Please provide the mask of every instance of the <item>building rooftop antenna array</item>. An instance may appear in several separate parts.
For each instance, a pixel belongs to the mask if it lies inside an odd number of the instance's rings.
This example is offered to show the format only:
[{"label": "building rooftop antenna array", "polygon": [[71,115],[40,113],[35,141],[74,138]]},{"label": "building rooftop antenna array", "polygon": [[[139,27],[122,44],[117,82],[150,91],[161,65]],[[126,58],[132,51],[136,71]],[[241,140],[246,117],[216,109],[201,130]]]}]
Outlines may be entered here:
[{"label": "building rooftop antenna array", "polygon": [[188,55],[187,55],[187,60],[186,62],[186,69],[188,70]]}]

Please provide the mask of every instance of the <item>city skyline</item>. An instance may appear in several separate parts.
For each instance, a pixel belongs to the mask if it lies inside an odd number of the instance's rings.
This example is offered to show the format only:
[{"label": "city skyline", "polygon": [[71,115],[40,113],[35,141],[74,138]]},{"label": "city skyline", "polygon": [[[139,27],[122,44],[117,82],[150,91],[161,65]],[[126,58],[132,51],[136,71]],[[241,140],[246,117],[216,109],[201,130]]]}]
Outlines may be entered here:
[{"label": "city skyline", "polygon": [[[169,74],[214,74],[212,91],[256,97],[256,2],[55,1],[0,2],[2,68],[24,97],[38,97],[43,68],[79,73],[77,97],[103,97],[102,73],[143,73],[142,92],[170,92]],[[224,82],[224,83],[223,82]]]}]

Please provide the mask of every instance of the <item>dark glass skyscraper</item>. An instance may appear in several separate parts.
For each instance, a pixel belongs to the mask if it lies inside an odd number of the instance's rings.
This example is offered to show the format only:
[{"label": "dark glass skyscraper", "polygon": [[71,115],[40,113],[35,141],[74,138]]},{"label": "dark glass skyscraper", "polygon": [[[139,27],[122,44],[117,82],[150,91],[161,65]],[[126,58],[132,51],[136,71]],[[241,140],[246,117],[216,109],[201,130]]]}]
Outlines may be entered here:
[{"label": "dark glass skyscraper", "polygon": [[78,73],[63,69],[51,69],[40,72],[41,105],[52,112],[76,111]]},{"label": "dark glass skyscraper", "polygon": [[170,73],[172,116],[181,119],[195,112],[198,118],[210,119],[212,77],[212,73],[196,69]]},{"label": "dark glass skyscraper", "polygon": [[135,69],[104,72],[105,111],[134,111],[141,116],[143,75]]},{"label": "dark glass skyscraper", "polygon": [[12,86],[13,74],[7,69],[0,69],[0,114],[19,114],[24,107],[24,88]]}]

--- --- ---

Please give every line of the records above as a numbered list, leaving out the blank lines.

## Worked solution
1. Please provide the mask of every instance of the <item>building rooftop antenna array</item>. An instance may appear in several separate parts.
2. For each instance, a pixel belongs to the mask if it lies inside an odd number of the instance's rings.
3. This example is offered to show the format only:
4. [{"label": "building rooftop antenna array", "polygon": [[71,115],[40,113],[35,141],[74,138]]},{"label": "building rooftop antenna array", "polygon": [[[139,27],[122,44],[117,82],[150,91],[161,65]],[[126,58],[132,51],[136,71]],[[241,140],[246,117],[216,109],[201,130]]]}]
5. Outlines may be entered here:
6. [{"label": "building rooftop antenna array", "polygon": [[188,55],[187,55],[187,60],[186,62],[186,69],[188,70]]}]
7. Please provide the mask of every instance of the <item>city skyline</item>. An instance may appear in several separate parts.
8. For each instance, a pixel belongs to the mask if it lies inside an odd number of the instance's rings.
9. This example is offered to show the format only:
10. [{"label": "city skyline", "polygon": [[71,115],[40,113],[35,141],[74,138]]},{"label": "city skyline", "polygon": [[[139,27],[122,44],[117,82],[150,91],[161,65]],[[126,58],[132,51],[136,71]],[[241,140],[246,117],[216,109],[201,130]]]}]
11. Outlines may be entered here:
12. [{"label": "city skyline", "polygon": [[[169,74],[214,74],[212,91],[256,97],[256,2],[55,1],[0,2],[2,68],[24,97],[38,97],[43,68],[79,73],[77,97],[103,97],[102,73],[143,73],[142,92],[170,92]],[[224,82],[224,83],[223,82]]]}]
13. Please provide the mask of every instance of the <item>dark glass skyscraper</item>. An instance may appear in several separate parts.
14. For each instance, a pixel belongs to the mask if it lies inside an odd number of the instance's rings.
15. This example is offered to show the format only:
16. [{"label": "dark glass skyscraper", "polygon": [[71,115],[40,113],[35,141],[74,138]]},{"label": "dark glass skyscraper", "polygon": [[[139,27],[122,44],[117,82],[150,91],[161,65]],[[126,58],[132,51],[136,71]],[[241,140],[246,117],[216,109],[201,130]]]}]
17. Outlines may be entered here:
18. [{"label": "dark glass skyscraper", "polygon": [[78,73],[63,69],[51,69],[40,72],[41,105],[52,112],[76,111]]},{"label": "dark glass skyscraper", "polygon": [[170,73],[172,116],[181,119],[195,112],[198,118],[210,119],[212,77],[212,73],[196,69]]},{"label": "dark glass skyscraper", "polygon": [[135,69],[104,72],[105,111],[134,111],[141,116],[143,75]]},{"label": "dark glass skyscraper", "polygon": [[12,86],[13,74],[7,69],[0,69],[0,114],[19,114],[24,107],[24,88]]}]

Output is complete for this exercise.